Trecho extraído:
:::
AÇÃO REIVINDICATÓRIA - CONTRATO DE PROMESSA DE COMPRA E VENDA - REGISTRO
- PROMITENTE-COMPRADOR - LEGITIMIDADE ATIVA AD CAUSAM - DECISÃO PROFERIDA EM
AUDIÊNCIA - AGRAVO RETIDO - INTERPOSIÇÃO ORAL E IMEDIATA - REQUISITOS
ENSEJADORES À TUTELA REIVINDICATÓRIA
- Está legitimado a figurar no pólo ativo da ação reivindicatória de imóvel
o promitente-comprador, mormente quando o pacto foi devidamente registrado
na matrícula do imóvel.
- Das decisões interlocutórias proferidas em audiência de instrução e
julgamento, caberá agravo na forma retida, impondo-se, contudo, seja
interposto oral e imediatamente, além de constar do respectivo termo.
- Comprovada a presença dos requisitos ensejadores à outorga da tutela
reivindicatória - prova da titularidade do domínio e da posse injusta - deve
ser a proteção deferida ao autor.
Apelação Cível n° 1.0188.01.004380-3/003 - Comarca de Nova Lima - Apelante:
Otacílio Corrêa - Apelada: Dilma Calábria Pires - Relator: Des. José Antônio
Braga
A C Ó R D Ã O
Vistos etc., acorda, em Turma, a 9ª Câmara Cível do Tribunal de Justiça do
Estado de Minas Gerais, incorporando neste o relatório de fls., na
conformidade da ata dos julgamentos e das notas taquigráficas, à unanimidade
de votos, em negar provimento ao primeiro agravo retido e não conhecer do
segundo. Negar provimento à apelação.
Belo Horizonte, 14 de agosto de 2007. - José Antônio Braga - Relator.
N O T A S T A Q U I G R Á F I C A S
Assistiu ao julgamento, pelo apelado, o Dr. Flávio Antônio de Souza.
DES. JOSÉ ANTÔNIO BRAGA - Cuida-se de recurso de apelação interposto por
Otacílio Corrêa, nos autos da ação reivindicatória que lhe move Dilma
Calábria Pires, perante o Juízo da 1ª Vara Cível da Comarca de Nova Lima,
tendo em vista o seu inconformismo com os termos da sentença de f. 164/166,
que julgou procedentes os pedidos feitos na exordial para:
a) condenar o réu na entrega dos imóveis descritos nas f. 11/11-A, imitindo,
assim, o autor na posse dos mesmos;
b) determinar que o réu remova quaisquer empecilhos e obstáculos que impeçam
o autor de se ver na posse da coisa reivindicada;
c) julgar improcedentes os pedidos formulados pelo réu;
d) condenar o réu ao pagamento de custas e honorários advocatícios -
arbitrados em 15% (quinze por cento) sobre o valor da causa.
Em suas razões recursais, às f. 167/178, a parte apelante levanta,
preliminarmente, a carência da ação e pede que seja analisado o agravo
retido de f. 71/74.
Argumenta também o cerceamento de defesa, donde remete ao agravo retido de
f. 100/106, clamando pelo recebimento do recurso com anulação da sentença,
por ferir preceito constitucional e violar legislação federal ou,
sucessivamente, reforma da sentença e conseqüente inversão dos ônus
sucumbenciais.
:::
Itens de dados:

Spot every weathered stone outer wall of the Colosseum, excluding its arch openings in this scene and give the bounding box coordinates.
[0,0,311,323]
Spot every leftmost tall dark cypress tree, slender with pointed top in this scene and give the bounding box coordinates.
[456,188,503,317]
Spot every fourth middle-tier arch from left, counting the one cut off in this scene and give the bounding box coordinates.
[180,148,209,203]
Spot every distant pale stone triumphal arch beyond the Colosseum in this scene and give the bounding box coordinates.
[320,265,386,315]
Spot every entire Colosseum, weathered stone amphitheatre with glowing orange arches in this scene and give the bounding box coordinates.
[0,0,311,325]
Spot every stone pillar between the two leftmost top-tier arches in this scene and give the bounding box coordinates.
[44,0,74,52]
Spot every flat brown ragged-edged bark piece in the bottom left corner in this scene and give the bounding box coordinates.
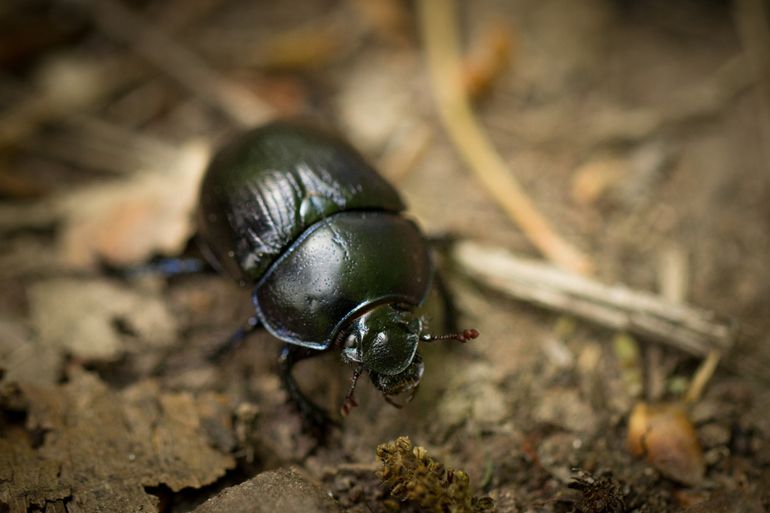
[0,371,235,513]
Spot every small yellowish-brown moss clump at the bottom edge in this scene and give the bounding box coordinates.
[377,436,495,513]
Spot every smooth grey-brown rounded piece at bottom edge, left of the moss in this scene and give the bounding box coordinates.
[193,468,341,513]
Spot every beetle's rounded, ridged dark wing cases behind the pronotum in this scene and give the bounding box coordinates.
[198,122,404,282]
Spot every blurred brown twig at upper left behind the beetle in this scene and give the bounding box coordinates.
[83,0,274,127]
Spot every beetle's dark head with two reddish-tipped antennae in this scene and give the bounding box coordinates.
[342,304,478,415]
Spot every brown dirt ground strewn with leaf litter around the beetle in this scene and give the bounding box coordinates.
[0,0,770,513]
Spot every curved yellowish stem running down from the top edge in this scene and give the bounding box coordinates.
[418,0,594,274]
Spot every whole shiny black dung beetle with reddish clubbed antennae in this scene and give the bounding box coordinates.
[197,121,478,427]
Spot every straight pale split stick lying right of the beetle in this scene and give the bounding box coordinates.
[452,241,735,356]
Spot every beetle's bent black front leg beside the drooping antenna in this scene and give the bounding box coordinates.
[278,344,336,439]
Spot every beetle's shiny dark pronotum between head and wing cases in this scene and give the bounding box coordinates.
[254,212,432,349]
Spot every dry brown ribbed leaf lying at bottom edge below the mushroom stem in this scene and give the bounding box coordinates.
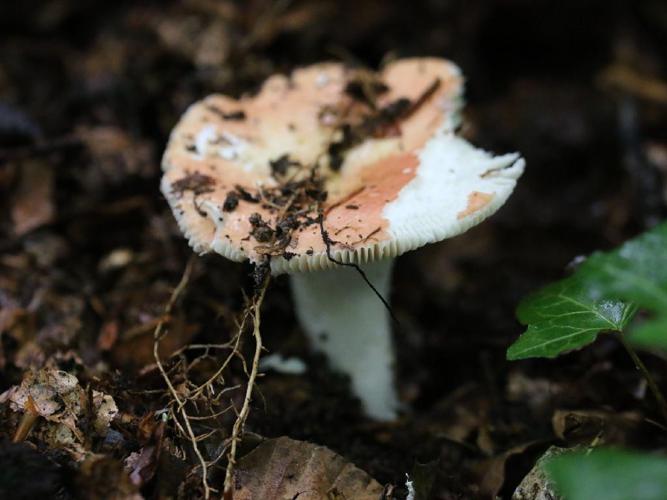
[234,437,383,500]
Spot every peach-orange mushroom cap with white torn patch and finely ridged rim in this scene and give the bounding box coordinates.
[161,58,524,274]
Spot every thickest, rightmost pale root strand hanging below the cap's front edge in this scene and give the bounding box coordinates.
[223,275,271,500]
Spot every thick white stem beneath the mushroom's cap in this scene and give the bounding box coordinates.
[291,259,398,420]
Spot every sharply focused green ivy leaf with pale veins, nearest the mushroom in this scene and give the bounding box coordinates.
[507,276,635,360]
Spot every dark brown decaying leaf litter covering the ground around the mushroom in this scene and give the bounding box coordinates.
[0,1,665,498]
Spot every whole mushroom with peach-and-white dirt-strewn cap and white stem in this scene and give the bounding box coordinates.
[161,58,524,420]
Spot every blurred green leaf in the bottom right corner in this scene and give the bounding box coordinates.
[546,449,667,500]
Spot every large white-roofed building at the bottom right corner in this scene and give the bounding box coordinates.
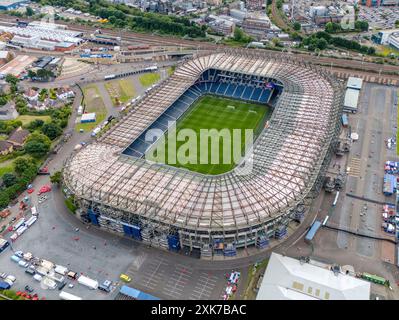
[256,252,370,300]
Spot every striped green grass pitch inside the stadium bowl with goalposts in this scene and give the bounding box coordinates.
[146,95,271,175]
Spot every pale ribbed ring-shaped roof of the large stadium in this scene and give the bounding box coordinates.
[64,50,342,232]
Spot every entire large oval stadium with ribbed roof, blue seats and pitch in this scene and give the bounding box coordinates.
[63,50,343,257]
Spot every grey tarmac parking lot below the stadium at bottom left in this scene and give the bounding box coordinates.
[0,184,244,300]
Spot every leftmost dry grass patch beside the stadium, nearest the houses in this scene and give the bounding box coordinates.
[75,85,107,131]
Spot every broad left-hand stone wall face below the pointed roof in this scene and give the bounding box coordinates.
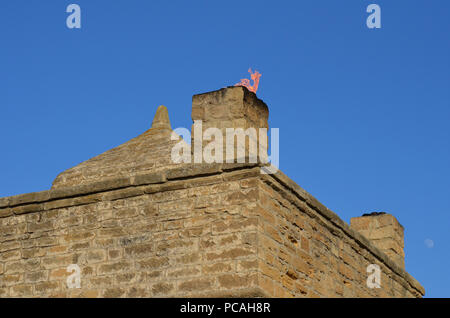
[0,167,262,297]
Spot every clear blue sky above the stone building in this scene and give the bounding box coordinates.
[0,0,450,297]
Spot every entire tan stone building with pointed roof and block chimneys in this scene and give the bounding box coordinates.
[0,87,424,297]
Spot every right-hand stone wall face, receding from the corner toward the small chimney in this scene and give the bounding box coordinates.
[258,172,425,297]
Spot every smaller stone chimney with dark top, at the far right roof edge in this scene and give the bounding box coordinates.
[350,212,405,269]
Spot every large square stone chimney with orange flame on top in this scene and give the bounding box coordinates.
[191,86,269,162]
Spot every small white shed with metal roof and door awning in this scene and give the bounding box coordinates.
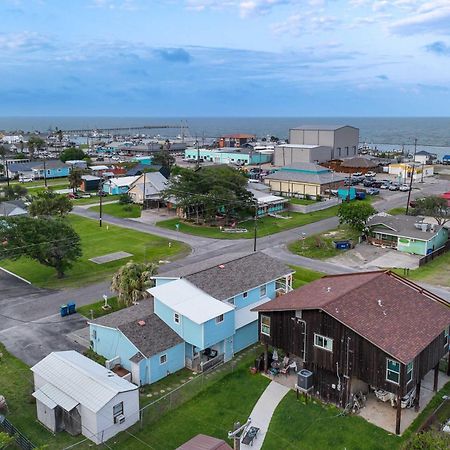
[31,350,139,444]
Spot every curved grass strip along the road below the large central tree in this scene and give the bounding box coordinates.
[156,206,338,239]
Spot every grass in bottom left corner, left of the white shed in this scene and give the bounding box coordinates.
[0,344,88,450]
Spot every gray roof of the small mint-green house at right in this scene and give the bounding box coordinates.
[367,215,442,241]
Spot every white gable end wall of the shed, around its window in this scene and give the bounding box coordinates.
[93,388,139,443]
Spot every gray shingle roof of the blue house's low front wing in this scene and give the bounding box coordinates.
[119,314,184,358]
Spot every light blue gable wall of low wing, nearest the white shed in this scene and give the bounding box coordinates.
[89,324,139,372]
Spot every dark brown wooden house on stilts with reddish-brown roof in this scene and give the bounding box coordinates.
[255,271,450,434]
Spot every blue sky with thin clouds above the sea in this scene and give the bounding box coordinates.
[0,0,450,117]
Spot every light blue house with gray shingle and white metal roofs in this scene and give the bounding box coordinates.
[90,252,293,385]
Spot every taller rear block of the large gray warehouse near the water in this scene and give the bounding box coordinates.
[286,125,359,164]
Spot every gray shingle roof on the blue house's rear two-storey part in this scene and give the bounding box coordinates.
[184,252,293,300]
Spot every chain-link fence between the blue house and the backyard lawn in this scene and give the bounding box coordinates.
[140,345,262,428]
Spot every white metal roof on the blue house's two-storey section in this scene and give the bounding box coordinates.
[148,279,234,324]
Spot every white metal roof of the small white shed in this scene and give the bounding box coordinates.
[31,350,138,412]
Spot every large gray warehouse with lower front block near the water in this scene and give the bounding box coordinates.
[274,125,359,166]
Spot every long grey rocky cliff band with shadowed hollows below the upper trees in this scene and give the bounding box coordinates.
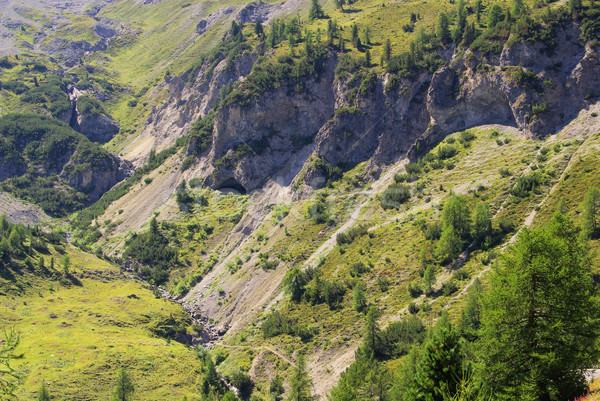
[130,22,600,197]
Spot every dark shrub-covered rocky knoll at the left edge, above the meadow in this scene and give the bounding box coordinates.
[0,114,113,216]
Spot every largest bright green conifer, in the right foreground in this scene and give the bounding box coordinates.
[480,215,600,400]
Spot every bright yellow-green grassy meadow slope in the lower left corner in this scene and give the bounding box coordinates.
[0,223,202,400]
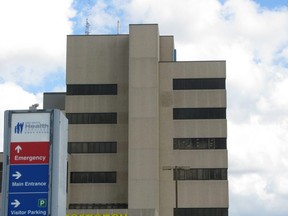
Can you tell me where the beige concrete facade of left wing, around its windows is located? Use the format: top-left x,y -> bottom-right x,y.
65,35 -> 129,209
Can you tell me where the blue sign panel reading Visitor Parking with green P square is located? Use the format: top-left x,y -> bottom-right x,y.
8,193 -> 48,216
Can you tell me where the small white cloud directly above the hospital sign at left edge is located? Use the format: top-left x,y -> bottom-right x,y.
0,82 -> 43,151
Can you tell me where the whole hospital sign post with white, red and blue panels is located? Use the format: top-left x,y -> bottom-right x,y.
2,110 -> 68,216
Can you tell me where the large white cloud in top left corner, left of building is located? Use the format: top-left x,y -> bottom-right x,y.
0,0 -> 74,86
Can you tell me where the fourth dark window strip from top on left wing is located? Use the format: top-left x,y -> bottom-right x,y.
70,172 -> 116,183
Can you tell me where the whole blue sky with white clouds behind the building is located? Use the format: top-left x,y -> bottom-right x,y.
0,0 -> 288,216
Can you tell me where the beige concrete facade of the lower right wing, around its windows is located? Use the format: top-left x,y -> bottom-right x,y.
159,61 -> 229,215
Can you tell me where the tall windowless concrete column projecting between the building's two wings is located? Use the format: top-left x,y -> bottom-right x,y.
128,24 -> 159,211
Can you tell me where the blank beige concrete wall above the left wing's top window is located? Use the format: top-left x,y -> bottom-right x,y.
66,35 -> 129,84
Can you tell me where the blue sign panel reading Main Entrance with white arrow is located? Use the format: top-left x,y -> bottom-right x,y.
9,164 -> 49,193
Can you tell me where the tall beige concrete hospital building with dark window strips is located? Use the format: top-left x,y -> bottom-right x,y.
44,24 -> 229,216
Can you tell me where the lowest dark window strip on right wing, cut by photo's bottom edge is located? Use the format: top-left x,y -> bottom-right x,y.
174,208 -> 228,216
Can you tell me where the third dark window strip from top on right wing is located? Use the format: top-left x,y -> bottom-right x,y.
173,138 -> 227,150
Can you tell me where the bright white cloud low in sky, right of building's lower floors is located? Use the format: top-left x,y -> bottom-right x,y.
228,116 -> 288,216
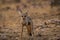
:::
Problemas a resolver:
(a) Transcreva sem alterações o trecho do acórdão que vai de "Apelação Cível n°" até "Braga - Relator.".
(b) Segundo o acórdão, em que percentual sobre o valor da causa foram arbitrados os honorários advocatícios?
O material não tem nenhum papel nesta atividade.

Tarefas resolvidas:
(a)
Apelação Cível n° 1.0188.01.004380-3/003 - Comarca de Nova Lima - Apelante:
Otacílio Corrêa - Apelada: Dilma Calábria Pires - Relator: Des. José Antônio
Braga
A C Ó R D Ã O
Vistos etc., acorda, em Turma, a 9ª Câmara Cível do Tribunal de Justiça do
Estado de Minas Gerais, incorporando neste o relatório de fls., na
conformidade da ata dos julgamentos e das notas taquigráficas, à unanimidade
de votos, em negar provimento ao primeiro agravo retido e não conhecer do
segundo. Negar provimento à apelação.
Belo Horizonte, 14 de agosto de 2007. - José Antônio Braga - Relator.

(b) Em 15% (quinze por cento) sobre o valor da causa.